Kamis, 30 Juli 2015

Yang Harus Anda Ketahui Tentang BUMN



Dasar Hukum BUMN

Konsep dasar dibentuknya Badan Usaha Milik Negara (BUMN) mengacu kepada badan usaha yang seluruh atau sebagian besar modalnya dimiliki oleh negara melalui penyertaan secara langsung yang berasal dari kekayaan negara yang dipisahkan. Pengertian dari kekayaan negara yang dipisahkan ialah kekayaan negara yang berasal dari Anggaran Pendapatan dan Belanja Negara (APBN) untuk dijadikan penyertaan modal negara pada Persero dan/atau Perum serta perseroan terbatas lainnya.Dasar hukum BUMN tertuang dalam Undang-Undang Nomor 19 Tahun 2003 tentang Badan Usaha Milik Negara.

BUMN dapat berbentuk Perseroan Terbatas (PT) yang modalnya terbagi dalam saham yang seluruh atau paling sedikit 51% (lima puluh satu persen) sahamnya dimiliki oleh Negara Republik Indonesia yang tujuan utamanya mengejar keuntungan untuk mencukupi APBN.

BUMN dapat berbentuk Perseroan Terbuka yang selanjutnya disebut Persero Terbuka, adalah Persero yang modal dan jumlah pemegang sahamnya memenuhi kriteria tertentu atau Persero yang melakukan penawaran umum sesuai dengan peraturan perundang-undangan di bidang pasar modal.

BUMN dapat berbentuk Perusahaan Umum, yang selanjutnya disebut Perum, adalah BUMN yang seluruh modalnya dimiliki negara dan tidak terbagi atas saham, yang bertujuan untuk kemanfaatan umum berupa penyediaan barang dan/atau jasa yang bermutu tinggi dan sekaligus mengejar keuntungan berdasarkan prinsip pengelolaan perusahaan.

══════

§ **Perintah A**
Menurut halaman tentang BUMN, undang-undang apa yang menjadi dasar hukum BUMN?

══════

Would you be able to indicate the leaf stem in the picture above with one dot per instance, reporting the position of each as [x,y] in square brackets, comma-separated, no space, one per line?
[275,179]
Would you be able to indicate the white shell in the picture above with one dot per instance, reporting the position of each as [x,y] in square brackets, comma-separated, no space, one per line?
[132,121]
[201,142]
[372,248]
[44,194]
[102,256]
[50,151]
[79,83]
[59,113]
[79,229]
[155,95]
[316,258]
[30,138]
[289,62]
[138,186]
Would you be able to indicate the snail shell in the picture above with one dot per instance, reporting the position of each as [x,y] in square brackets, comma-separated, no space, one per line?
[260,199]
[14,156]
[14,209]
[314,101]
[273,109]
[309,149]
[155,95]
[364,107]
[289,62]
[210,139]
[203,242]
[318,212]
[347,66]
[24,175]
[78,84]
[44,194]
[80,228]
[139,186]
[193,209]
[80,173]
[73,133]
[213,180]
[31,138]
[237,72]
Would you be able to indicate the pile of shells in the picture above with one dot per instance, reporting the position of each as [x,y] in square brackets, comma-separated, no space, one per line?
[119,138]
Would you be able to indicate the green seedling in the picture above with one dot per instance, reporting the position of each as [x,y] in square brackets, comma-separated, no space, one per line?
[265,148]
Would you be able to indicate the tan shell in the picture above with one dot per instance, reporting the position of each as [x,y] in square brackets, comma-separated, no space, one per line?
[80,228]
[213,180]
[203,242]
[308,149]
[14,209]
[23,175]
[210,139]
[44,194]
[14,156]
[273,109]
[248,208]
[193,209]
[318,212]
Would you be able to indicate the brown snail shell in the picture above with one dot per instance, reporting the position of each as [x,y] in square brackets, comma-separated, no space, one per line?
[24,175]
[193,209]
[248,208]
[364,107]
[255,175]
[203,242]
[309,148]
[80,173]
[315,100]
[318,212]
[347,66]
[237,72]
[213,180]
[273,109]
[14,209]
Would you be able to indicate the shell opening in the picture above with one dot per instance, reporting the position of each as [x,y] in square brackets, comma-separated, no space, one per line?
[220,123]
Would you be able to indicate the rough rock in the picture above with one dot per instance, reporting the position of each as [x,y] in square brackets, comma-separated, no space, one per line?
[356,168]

══════

§ **Perintah B**
Sajikan bagian catatan dari baris yang memuat "Would you be able to indicate the rough" sampai akhir catatan sebagai tabel Markdown dengan kolom No dan Baris. Abaikan baris kosong.

§ **Jawaban akhir A**
Undang-Undang Nomor 19 Tahun 2003 tentang Badan Usaha Milik Negara.

§ **Jawaban akhir B**
| No | Baris |
|---|---|
| 1 | Would you be able to indicate the rough rock in the picture above with one dot per instance, reporting the position of each as [x,y] in square brackets, comma-separated, no space, one per line? |
| 2 | [356,168] |